TASK TO COMPLETE: Every record that follows should appear again in your answer, exactly the same.

Collected data entries
□ □ □
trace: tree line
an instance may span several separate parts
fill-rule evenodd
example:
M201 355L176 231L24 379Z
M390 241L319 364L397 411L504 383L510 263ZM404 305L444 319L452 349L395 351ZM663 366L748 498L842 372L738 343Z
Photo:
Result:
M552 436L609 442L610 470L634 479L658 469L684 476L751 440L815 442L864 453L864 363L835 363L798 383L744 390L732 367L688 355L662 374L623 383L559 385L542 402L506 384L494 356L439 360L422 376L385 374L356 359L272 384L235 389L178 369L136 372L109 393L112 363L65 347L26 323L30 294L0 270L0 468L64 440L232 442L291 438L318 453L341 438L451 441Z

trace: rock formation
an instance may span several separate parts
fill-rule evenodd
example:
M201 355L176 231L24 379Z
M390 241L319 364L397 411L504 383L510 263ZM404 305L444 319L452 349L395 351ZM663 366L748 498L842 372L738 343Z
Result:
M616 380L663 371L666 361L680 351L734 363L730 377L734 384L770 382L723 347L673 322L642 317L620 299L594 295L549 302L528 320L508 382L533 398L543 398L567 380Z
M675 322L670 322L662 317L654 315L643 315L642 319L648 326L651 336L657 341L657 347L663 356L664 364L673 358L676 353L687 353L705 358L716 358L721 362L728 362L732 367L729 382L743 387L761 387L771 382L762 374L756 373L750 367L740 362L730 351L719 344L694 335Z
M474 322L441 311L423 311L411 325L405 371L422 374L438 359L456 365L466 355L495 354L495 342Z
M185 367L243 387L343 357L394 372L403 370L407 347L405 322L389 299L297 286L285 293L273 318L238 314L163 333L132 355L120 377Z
□ □ □
EXERCISE ANSWER:
trace: tree line
an instance may span several separate parts
fill-rule evenodd
example:
M201 355L176 231L24 379Z
M390 241L319 364L397 411L504 383L510 263ZM404 305L444 319L452 349L395 351ZM663 366L748 498L842 372L738 343Z
Photo:
Result:
M552 436L609 442L610 470L634 479L658 469L684 476L751 440L815 442L864 453L864 363L835 363L798 383L744 390L732 367L688 355L662 374L623 383L559 385L542 402L506 384L494 356L439 360L422 376L385 374L356 359L272 384L235 389L178 369L136 372L109 393L112 363L65 347L26 323L30 294L0 270L0 468L64 440L232 442L291 438L318 453L341 438L451 441Z

trace: rock formation
an instance may span several separate parts
fill-rule evenodd
example:
M201 355L176 231L24 379Z
M390 241L319 364L397 411L504 383L510 263ZM404 305L444 319L452 349L395 351ZM663 366L748 498L842 372L738 343Z
Result:
M616 380L663 371L666 361L680 351L734 363L730 377L734 384L770 382L723 347L673 322L642 317L620 299L594 295L549 302L528 320L508 382L533 398L543 398L567 380Z
M675 322L670 322L662 317L654 315L643 315L642 319L648 326L651 336L657 341L657 347L663 356L664 364L673 358L676 353L687 353L705 358L716 358L721 362L728 362L732 367L729 382L743 387L761 387L771 382L762 374L756 373L750 367L740 362L730 351L719 344L694 335Z
M474 322L441 311L423 311L411 325L405 371L422 374L438 359L456 365L466 355L495 354L495 342Z
M185 367L243 387L343 357L394 372L403 370L407 347L405 322L389 299L297 286L285 293L273 318L238 314L163 333L132 355L120 377Z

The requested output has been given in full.